Texte de lecture:
§

Marché suisse

Marché suisse

août 25, 2021 0 Par Invité(e)s

Bruno Jacquier
Atlantic Financial Group

Actions suisses : le plus défensif des actifs risqués

Après avoir marqué le pas durant les premiers mois de 2021, l’économie suisse se redresse énergiquement. Nos analyses économétriques permettent d’entrevoir une croissance du PIB de +3.4 % en 2021 et de +2.7 % en 2022. L’amélioration des perspectives sur le marché du travail et la réduction de l’épargne de précaution permettront un rebond de la consommation, tandis que le recul des incertitudes sur le front sanitaire favorise le retour des investissements.

Au sein de ce scénario optimiste, il existe deux points à surveiller : la surchauffe du marché immobilier et l’échec des négociations avec l’Union Européenne (UE).

§

Consigne A: Recopiez le passage du texte de lecture qui commence par « août 25, 2021 » et va jusqu'à « retour des investissements. ».
Consigne B: D'après le texte de lecture, quelle croissance du PIB suisse est entrevue pour 2022 ?
Basez-vous uniquement sur le texte de lecture.

Entrées du jeu de données
§

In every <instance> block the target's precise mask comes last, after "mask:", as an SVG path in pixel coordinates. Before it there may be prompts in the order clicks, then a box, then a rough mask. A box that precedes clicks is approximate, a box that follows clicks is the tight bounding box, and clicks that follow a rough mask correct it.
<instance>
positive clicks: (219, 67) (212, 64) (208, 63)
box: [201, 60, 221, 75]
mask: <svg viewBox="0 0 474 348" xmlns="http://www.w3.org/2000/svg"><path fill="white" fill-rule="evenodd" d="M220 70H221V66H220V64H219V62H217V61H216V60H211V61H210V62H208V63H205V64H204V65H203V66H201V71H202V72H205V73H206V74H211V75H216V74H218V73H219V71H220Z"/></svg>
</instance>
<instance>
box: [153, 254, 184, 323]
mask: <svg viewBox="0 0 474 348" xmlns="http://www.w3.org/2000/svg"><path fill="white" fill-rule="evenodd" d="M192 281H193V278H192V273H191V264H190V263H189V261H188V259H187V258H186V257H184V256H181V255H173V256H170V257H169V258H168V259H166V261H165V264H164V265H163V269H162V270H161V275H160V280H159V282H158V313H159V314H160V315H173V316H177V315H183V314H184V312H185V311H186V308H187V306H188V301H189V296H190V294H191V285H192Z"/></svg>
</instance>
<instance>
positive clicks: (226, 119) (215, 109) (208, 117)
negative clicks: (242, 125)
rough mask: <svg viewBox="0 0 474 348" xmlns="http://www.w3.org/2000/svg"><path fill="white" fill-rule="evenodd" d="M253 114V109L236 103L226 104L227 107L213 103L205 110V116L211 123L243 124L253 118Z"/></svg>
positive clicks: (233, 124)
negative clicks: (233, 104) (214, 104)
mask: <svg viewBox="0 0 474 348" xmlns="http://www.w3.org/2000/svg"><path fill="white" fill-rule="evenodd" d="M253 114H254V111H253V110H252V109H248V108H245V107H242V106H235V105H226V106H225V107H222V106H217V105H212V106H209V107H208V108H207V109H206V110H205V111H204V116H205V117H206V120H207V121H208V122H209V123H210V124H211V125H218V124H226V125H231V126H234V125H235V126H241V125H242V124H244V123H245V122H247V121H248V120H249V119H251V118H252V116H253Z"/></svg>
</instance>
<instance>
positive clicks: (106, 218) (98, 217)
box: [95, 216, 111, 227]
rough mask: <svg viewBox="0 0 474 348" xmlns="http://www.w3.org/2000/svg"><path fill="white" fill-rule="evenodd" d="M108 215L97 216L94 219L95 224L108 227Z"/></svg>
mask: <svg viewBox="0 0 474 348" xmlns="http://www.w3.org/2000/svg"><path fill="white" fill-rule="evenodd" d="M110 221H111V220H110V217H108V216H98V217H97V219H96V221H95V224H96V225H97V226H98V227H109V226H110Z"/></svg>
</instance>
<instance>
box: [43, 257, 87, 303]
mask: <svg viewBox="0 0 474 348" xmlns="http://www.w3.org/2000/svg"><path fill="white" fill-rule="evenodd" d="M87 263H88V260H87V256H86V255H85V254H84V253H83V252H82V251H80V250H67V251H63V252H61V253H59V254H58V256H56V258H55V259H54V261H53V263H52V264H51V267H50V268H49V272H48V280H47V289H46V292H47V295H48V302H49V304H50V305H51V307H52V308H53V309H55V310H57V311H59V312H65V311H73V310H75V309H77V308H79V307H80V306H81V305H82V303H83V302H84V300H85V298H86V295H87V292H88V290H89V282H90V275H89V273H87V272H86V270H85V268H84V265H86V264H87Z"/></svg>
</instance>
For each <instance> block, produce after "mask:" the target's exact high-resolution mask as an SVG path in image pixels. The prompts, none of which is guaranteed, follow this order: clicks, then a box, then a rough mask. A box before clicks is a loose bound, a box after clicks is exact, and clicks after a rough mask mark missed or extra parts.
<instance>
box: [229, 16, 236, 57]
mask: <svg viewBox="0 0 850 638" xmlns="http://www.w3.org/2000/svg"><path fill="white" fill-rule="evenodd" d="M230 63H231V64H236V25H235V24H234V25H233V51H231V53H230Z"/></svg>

§

Zone de réponse A:
août 25, 2021 0 Par Invité(e)s

Bruno Jacquier
Atlantic Financial Group

Actions suisses : le plus défensif des actifs risqués

Après avoir marqué le pas durant les premiers mois de 2021, l’économie suisse se redresse énergiquement. Nos analyses économétriques permettent d’entrevoir une croissance du PIB de +3.4 % en 2021 et de +2.7 % en 2022. L’amélioration des perspectives sur le marché du travail et la réduction de l’épargne de précaution permettront un rebond de la consommation, tandis que le recul des incertitudes sur le front sanitaire favorise le retour des investissements.

Zone de réponse B: Une croissance du PIB de +2.7 %.